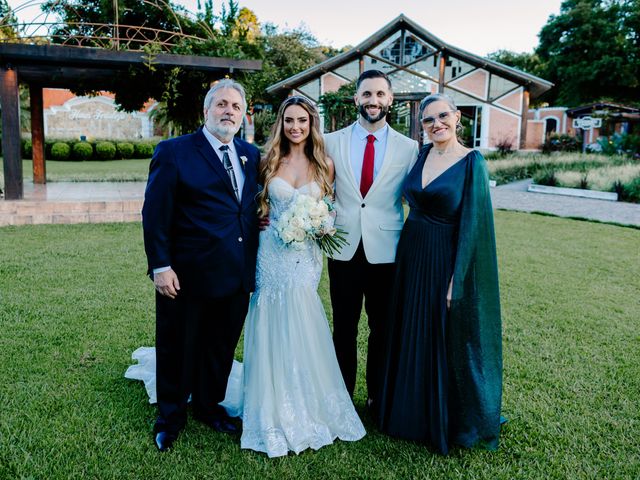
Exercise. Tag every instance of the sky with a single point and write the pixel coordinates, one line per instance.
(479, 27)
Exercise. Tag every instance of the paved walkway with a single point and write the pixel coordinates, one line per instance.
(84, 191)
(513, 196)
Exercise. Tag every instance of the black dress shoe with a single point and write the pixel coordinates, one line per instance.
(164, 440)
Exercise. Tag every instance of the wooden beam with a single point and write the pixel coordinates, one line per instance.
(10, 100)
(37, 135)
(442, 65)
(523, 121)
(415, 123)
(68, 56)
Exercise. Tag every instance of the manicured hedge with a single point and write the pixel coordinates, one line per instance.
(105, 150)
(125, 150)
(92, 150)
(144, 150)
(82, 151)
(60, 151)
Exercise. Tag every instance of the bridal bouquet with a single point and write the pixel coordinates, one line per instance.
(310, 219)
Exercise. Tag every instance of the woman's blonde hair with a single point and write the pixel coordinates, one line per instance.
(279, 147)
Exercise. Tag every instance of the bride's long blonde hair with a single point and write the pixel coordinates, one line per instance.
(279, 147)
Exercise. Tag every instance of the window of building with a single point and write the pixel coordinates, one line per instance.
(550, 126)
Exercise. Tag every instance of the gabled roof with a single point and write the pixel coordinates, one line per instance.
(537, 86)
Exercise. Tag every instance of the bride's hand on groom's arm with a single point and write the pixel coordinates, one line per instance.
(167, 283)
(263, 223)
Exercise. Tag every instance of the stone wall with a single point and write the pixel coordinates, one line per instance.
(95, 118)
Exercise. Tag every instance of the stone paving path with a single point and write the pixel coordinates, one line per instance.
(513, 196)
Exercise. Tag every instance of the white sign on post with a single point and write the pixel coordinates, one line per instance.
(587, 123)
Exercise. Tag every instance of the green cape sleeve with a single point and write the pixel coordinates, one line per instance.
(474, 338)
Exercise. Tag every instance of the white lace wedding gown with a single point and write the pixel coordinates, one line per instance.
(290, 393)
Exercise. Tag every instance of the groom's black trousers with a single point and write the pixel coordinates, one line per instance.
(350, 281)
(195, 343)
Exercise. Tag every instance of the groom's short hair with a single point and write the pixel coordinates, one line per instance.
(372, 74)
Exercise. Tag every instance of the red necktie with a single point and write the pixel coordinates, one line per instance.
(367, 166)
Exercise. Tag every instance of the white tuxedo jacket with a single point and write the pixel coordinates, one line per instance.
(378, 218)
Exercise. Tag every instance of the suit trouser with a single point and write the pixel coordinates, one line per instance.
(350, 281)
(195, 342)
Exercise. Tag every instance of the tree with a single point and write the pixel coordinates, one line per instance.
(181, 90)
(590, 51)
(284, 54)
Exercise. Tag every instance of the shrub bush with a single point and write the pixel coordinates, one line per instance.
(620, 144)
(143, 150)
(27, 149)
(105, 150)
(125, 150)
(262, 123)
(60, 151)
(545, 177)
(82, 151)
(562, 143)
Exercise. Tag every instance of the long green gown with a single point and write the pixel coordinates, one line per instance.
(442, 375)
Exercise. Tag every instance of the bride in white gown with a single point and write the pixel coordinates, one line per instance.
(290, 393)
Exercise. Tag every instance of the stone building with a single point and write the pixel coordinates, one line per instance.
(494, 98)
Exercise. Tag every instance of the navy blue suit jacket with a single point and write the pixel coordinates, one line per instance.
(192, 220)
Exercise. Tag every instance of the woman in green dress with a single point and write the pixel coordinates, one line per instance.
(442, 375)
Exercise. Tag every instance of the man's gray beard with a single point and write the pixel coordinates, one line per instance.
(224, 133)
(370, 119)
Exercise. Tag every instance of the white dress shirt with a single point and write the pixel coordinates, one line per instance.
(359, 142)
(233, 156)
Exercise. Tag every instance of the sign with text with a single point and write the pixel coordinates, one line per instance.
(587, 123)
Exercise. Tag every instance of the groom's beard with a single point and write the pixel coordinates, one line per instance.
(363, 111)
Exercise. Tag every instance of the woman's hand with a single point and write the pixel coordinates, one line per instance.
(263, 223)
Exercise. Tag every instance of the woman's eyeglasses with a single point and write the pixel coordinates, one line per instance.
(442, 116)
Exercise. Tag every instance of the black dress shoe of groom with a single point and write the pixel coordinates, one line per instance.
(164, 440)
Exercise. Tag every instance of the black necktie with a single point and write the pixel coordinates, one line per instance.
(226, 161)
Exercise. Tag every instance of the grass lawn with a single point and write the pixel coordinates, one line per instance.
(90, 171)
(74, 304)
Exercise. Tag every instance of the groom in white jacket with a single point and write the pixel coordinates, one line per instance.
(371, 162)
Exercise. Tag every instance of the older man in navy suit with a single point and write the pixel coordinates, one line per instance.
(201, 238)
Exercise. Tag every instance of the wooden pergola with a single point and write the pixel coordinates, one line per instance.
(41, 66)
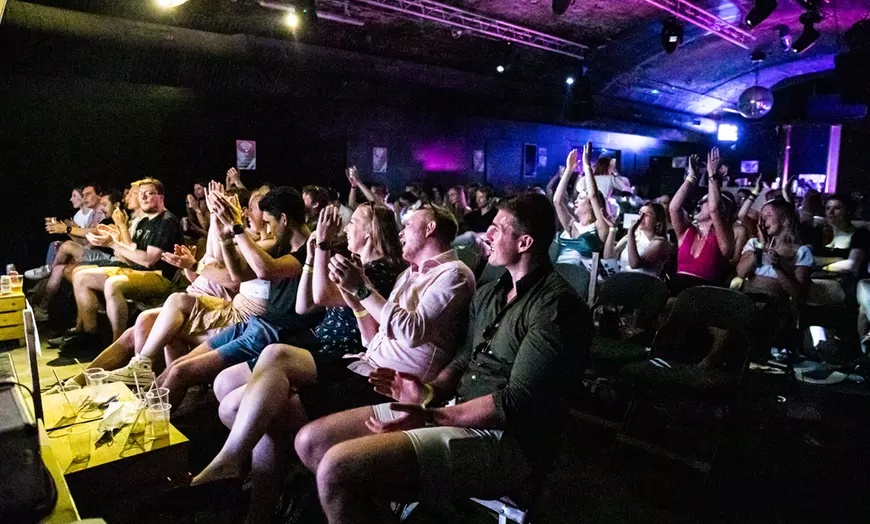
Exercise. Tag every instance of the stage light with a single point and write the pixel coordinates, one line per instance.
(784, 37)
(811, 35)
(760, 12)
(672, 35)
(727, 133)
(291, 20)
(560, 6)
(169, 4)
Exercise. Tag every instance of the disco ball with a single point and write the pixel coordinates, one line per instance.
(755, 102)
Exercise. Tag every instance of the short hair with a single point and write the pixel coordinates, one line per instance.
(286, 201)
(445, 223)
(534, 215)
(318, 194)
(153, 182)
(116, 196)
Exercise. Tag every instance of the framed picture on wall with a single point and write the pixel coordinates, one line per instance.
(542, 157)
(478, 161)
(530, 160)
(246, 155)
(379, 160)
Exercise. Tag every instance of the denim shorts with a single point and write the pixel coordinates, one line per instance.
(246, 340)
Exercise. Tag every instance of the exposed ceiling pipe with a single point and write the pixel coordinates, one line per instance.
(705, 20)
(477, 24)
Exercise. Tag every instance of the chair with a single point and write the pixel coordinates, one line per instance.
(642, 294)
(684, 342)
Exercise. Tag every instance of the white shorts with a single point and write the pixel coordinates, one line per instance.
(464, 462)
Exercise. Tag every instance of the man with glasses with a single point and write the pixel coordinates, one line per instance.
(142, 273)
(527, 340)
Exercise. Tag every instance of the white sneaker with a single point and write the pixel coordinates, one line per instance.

* * *

Set down every entry word for word, but omit the pictures.

Exercise. Tag every instance of the sky with a single point and write the pixel coordinates, one line per instance.
(479, 27)
Exercise. Tag every instance of the paved walkway with a single point and write the pixel coordinates, one line per instance.
(84, 191)
(513, 196)
Exercise. Tag every instance of the black dress shoe with a single point and write the pixel coordinates, one line per instance.
(164, 440)
Exercise. Tag every instance of the wooden beam with a single point and write the pixel coordinates, one line per instance.
(10, 100)
(37, 135)
(442, 65)
(523, 121)
(415, 123)
(68, 56)
Exercise. Tag every instance of the manicured hedge with a single point and write the pixel coordinates, one line per instance.
(105, 150)
(125, 150)
(92, 150)
(144, 150)
(82, 151)
(60, 151)
Exercise. Tag every instance of the bridal bouquet with a single point and write the pixel coordinates, one line per instance.
(310, 219)
Exercise. Tag every instance of the woman's blonde hair with a single point and write the pixel coordinates, one line per instance.
(279, 147)
Exercise. Tag every instance of the bride's long blonde hair with a single point and write the pixel coordinates, one line per instance.
(279, 147)
Exercise. Tag every instance of the window of building with a single point and write the pixel coordinates, one line per instance.
(550, 126)
Exercise. Tag every instance of the gabled roof with a single point and write the pixel coordinates, one line per instance.
(537, 86)
Exercise. Tag every instance of the bride's hand on groom's arm with a single point and write the pixel coordinates, one line per instance.
(167, 283)
(263, 223)
Exercise. Tag every instance of the stone wall with a single point and write the pixel coordinates, one line per instance.
(95, 118)
Exercise. Tag every instance of the stone paving path with a single point and write the pixel coordinates, one line per instance.
(513, 196)
Exercise. Tag every instance of the white sign on post with a single point and write the pixel coordinates, one line per instance.
(587, 123)
Exercise. Tag every instance of the green cape sleeve with a single point and write the pixel coordinates, one line per instance.
(474, 338)
Exercise. Tag every instance of the white lace wedding gown with a single point and write the pixel coordinates, one line per instance.
(290, 393)
Exercise. Tag every instance of the groom's black trousers with a single point and write the pixel coordinates, one line per instance.
(350, 281)
(195, 343)
Exercise. Tag every instance of the groom's short hair with a single point and write the pixel coordinates, one line per instance.
(372, 74)
Exercise. Tag every instance of the red necktie with a single point and write the pixel coordinates, one line per instance.
(367, 166)
Exercise. Tag every instance of the white tuxedo jacket with a single point and write the pixel coordinates, one line per instance.
(378, 218)
Exercise. Tag every instance of the suit trouser with a single point and write the pixel coordinates, one line per instance.
(350, 281)
(195, 342)
Exercise. Tag every instance of the tree with a single point and write the pixel coordinates, one line per instance.
(181, 90)
(590, 51)
(284, 54)
Exercise. Tag every instance of the shrub bush with a single point and write the pixel coordinates, one line per instance.
(620, 144)
(143, 150)
(27, 149)
(105, 150)
(125, 150)
(262, 123)
(60, 151)
(545, 177)
(82, 151)
(562, 143)
Exercise. Tag every instance of the long green gown with a single point and write the pixel coordinates, one line per instance.
(442, 375)
Exercise. Tag every instance of the bride in white gown with a single point and write the pixel coordinates, one line per instance.
(290, 393)
Exercise. Tag every instance of the stone building with a single point and write the pixel coordinates, one line per instance.
(494, 98)
Exercise. Tag every instance of the navy blue suit jacket with a single point and write the pixel coordinates, one line per instance.
(192, 220)
Exercise. Tag every instance of the woman in green dress with a single point and write the pixel coordinates, one line per instance.
(442, 375)
Exercise. Tag every instance of the man's gray beard with a single point and write the pixel coordinates, one line per instance.
(224, 133)
(370, 119)
Exercise. Tag every instance of the white dress shirt with a single point and write the pixel coordinates, one line per instance.
(359, 142)
(233, 156)
Exercise. Tag every instance of the sign with text with a single point and write the pixel coordinates, one line per instance.
(587, 123)
Exercise. Tag every instance of the groom's beard with a single point and write the pixel coordinates, one line per instance.
(363, 111)
Exercise. Tag every instance of the woman's hand with a single point and write the pixel coordinates, one line per instance.
(263, 223)
Exercise. Tag every instance of the woman's eyeglasses with a single point and write the pixel coordinates, one line per instance.
(442, 116)
Exercise. Tag every instance of the black dress shoe of groom with a single point and write the pixel coordinates, one line per instance.
(164, 440)
Exercise. Tag every instance of the black necktie with a single point and write the pixel coordinates, one line per instance.
(226, 161)
Exercise. Tag every instance of the grass lawn with a single point and write the pixel coordinates, one line per instance.
(90, 171)
(74, 304)
Exercise. Tag every instance of the groom in white jacket with a single point and write the pixel coordinates, one line per instance.
(371, 162)
Exercise. Tag every instance of the older man in navy suit with a single point and write the pixel coordinates, one line per instance.
(201, 238)
Exercise. Tag every instance of the wooden pergola with a single point and write the pixel coordinates, one line per instance.
(41, 66)
Exercise. Tag every instance of the stage light with a single point and write the pixel coordinates, one line per instance.
(784, 37)
(811, 35)
(760, 12)
(672, 35)
(727, 133)
(291, 20)
(560, 6)
(169, 4)
Exercise. Tag every instance of the disco ball with a single point and write the pixel coordinates, one line per instance.
(755, 102)
Exercise. Tag every instance of the short hair with a single point and write the pixel coordinates, one line per instance.
(286, 201)
(445, 223)
(534, 215)
(318, 194)
(153, 182)
(116, 196)
Exercise. Tag every instance of the framed picture on wall with a single point and write the pixel coordinates, one line per instance.
(542, 157)
(478, 161)
(530, 160)
(246, 155)
(379, 160)
Exercise. Tag every instance of the denim shorts with a single point and write the pixel coordinates, one line per instance.
(246, 340)
Exercise. Tag every instance of the exposed ceiling pipe with a single point and write the pixel coordinates, one line per instance.
(705, 20)
(477, 24)
Exercise. Tag every instance of the chair with a single point and write the pixel coordinates, one line per instance.
(642, 294)
(684, 342)
Exercise. Tag every instance of the white shorts with a single point and write the pixel coordinates, one line per instance.
(464, 462)
Exercise. Tag every instance of the man with glasses with a single point and write the pixel coordinates, one line per instance.
(142, 273)
(527, 340)
Exercise. Tag every instance of the white sneaker with a single point and write the pixel coordinates, one line per instance.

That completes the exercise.